- **Page excerpt**

::::::::


      Background

      Patients with cardiogenic shock (CS) suffer high rates of in-hospital mortality, with little evidence guiding management. The impact of valvular heart disease in patients with CS remains unclear. We therefore conducted a post hoc analysis of the randomized Dobutamine Compared to Milrinone (DOREMI) trial to determine the impact of valvular disease on outcomes in patients with CS.

      Methods

      We defined significant valvular disease as moderate to severe or greater valvular stenosis or regurgitation and divided participants into a group of those with significant valvular disease and those without. Our primary outcome was all-cause in-hospital mortality. Secondary endpoints included resuscitated cardiac arrest; cardiac transplantation or mechanical circulatory support; nonfatal myocardial infarction; stroke; initiation of renal replacement therapy; as well as changes in renal function, perfusion, and hemodynamics over time.

::::::::

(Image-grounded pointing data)

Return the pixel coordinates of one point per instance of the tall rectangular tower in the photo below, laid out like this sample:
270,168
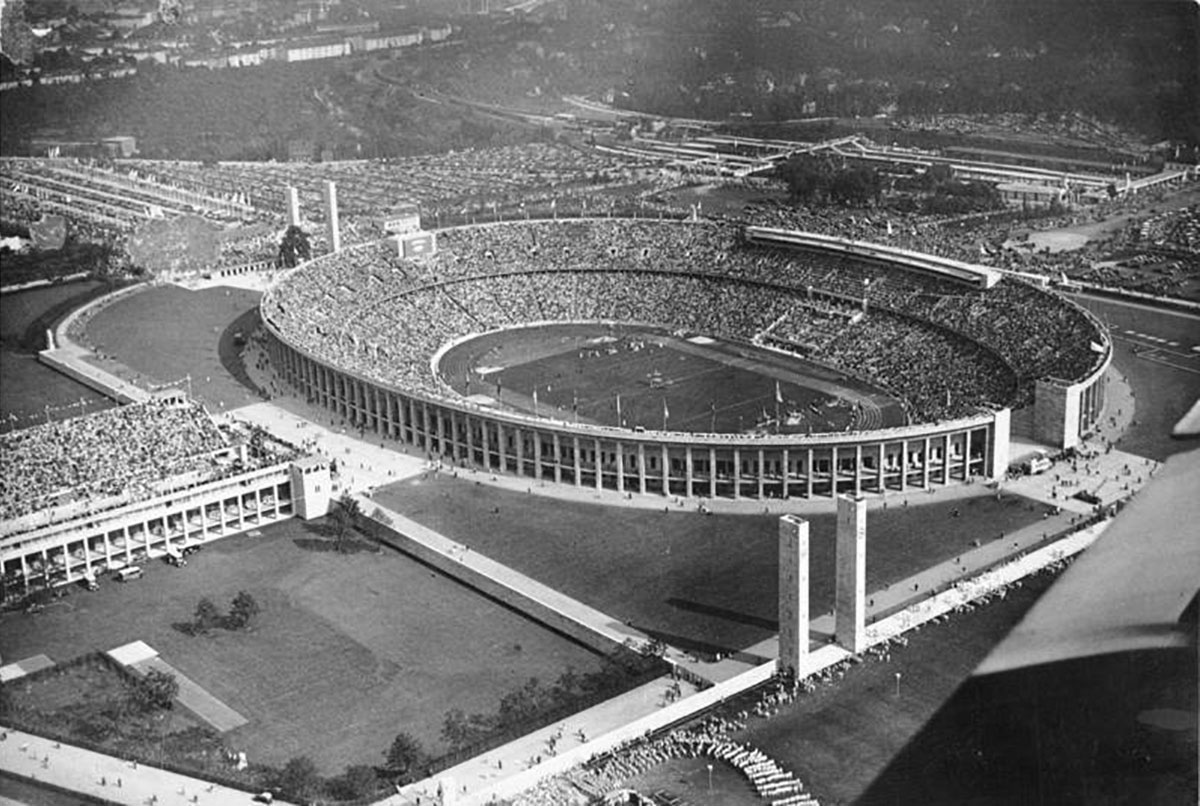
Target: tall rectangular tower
331,226
293,206
850,605
793,593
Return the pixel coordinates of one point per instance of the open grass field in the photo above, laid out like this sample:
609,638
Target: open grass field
647,378
29,386
707,583
348,651
167,332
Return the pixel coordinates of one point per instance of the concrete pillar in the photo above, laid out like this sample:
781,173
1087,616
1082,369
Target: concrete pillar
537,455
293,206
501,447
621,467
850,605
793,594
834,473
809,471
333,229
599,463
858,469
519,438
579,461
558,459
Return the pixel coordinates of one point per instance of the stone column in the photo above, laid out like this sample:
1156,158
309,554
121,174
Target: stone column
793,594
850,605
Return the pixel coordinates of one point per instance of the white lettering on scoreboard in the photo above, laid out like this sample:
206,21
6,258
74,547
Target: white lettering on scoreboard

::::::::

- **Parts of the exercise**
a) List every secondary endpoint named in the cardiogenic shock abstract.
b) Carry on the cardiogenic shock abstract from its final sentence.

- **Responses by task**
a)
- Resuscitated cardiac arrest
- Cardiac transplantation or mechanical circulatory support
- Nonfatal myocardial infarction
- Stroke
- Initiation of renal replacement therapy
- Changes in renal function, perfusion, and hemodynamics over time

b)
      Results

      One hundred eighty-nine (98.4%) participants from the DOREMI trial were included in our analysis, and 74 (39.2%) had significant valvular dysfunction. Thirty-six (48.7%) patients with valvular disease died in hospital, compared with 37 (32.2%) in the comparator group (relative risk, 1.5; 95% confidence interval 1.06-2.15; P = 0.02). Patients with aortic stenosis (2.42, 1.56-3.75; P < 0.01) and patients with mitral regurgitation (1.63, 1.1-2.43; P = 0.02) also had increased incidence of in-hospital mortality. There was no significant difference in any secondary outcomes among groups, apart from variances in mean arterial pressure observed in patients with valvular disease (P < 0.01).

      Conclusions

      Significant valvular dysfunction is associated with increased in-hospital mortality in patients with CS. Randomized clinical trial data are needed to further elucidate the role of transcatheter valvular interventions as a therapeutic target in this population.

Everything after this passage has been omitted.